* START READING TEXT *

TITLE 30—MINERAL LANDS AND MINING

(d) Commencement of actual drilling operations
Any lease issued prior to September 2, 1960,
which has been maintained in accordance with
applicable statutory requirements and regulations and which pertains to land on which, or for
which under an approved cooperative or unit
plan of development or operation, actual drilling
operations were commenced prior to the end of
its primary term and are being diligently prosecuted at that time shall be extended for two
years and so long thereafter as oil or gas is produced in paying quantities.
(Pub. L. 86–705, § 4, Sept. 2, 1960, 74 Stat. 789.)
CODIFICATION
Section was enacted as part of Mineral Leasing Act
Revision of 1960, and not as part of act Feb. 25, 1920, ch.
85, 41 Stat. 437, known as the Mineral Leasing Act,
which comprises this chapter.

§ 226–2. Limitations for filing oil and gas contests
No action contesting a decision of the Secretary involving any oil and gas lease shall be
maintained unless such action is commenced or
taken within ninety days after the final decision
of the Secretary relating to such matter. No
such action contesting such a decision of the
Secretary rendered prior to September 2, 1960
shall be maintained unless the same be commenced or taken within ninety days after September 2, 1960.

* END READING TEXT *

WHAT TO DO. Reproduce the mining law passage word for word, everything from "CODIFICATION" down to "comprises this chapter.". The material that follows has no connection to the mining law passage.

* START DATASET *

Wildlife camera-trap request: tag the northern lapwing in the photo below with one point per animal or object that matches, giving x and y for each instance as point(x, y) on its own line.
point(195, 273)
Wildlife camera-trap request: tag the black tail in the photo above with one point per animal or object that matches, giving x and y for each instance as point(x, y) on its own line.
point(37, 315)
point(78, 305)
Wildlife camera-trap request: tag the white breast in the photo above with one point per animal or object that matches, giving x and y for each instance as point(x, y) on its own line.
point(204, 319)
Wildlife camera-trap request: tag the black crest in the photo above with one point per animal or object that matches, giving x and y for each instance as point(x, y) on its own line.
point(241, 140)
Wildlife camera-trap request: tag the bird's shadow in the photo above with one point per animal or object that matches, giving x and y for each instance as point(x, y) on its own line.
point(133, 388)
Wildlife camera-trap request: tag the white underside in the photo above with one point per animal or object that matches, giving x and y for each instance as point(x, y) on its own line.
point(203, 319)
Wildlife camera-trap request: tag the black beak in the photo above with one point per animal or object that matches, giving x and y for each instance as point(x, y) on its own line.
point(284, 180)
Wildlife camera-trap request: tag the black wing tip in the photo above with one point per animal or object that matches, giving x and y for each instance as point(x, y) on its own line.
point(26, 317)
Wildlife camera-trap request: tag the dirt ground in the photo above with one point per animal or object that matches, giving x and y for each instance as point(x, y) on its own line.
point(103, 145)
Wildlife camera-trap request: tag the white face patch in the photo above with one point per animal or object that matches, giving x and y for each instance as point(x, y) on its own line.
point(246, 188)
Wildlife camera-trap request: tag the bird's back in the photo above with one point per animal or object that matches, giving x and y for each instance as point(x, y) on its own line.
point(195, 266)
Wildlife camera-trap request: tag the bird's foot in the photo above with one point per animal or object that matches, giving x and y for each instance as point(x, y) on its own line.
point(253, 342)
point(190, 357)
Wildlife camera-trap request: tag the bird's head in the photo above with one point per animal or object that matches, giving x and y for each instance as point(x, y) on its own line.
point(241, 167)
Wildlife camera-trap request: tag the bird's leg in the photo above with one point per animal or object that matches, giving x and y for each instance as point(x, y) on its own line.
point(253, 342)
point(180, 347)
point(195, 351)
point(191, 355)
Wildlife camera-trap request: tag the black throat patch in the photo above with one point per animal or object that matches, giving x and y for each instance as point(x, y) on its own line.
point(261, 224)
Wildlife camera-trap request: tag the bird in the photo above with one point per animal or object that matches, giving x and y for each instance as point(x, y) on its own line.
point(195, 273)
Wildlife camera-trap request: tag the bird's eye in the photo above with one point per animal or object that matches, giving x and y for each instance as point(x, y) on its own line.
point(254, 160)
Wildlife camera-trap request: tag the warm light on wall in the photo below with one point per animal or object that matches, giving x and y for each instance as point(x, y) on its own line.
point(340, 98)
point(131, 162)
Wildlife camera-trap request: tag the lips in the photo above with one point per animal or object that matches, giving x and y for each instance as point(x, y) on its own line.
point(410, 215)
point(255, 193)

* END DATASET *

WRITTEN SOLUTION.
CODIFICATION
Section was enacted as part of Mineral Leasing Act
Revision of 1960, and not as part of act Feb. 25, 1920, ch.
85, 41 Stat. 437, known as the Mineral Leasing Act,
which comprises this chapter.